Your output must be a faithful copy of the listing underneath.

▶ **DATA EXCERPTS**:
####
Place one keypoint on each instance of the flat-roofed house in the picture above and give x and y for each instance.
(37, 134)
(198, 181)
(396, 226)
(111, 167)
####
▶ **OUTPUT**:
Place one keypoint on each instance of the flat-roofed house in the picture above and give x and y for each instance.
(37, 134)
(198, 181)
(396, 226)
(111, 167)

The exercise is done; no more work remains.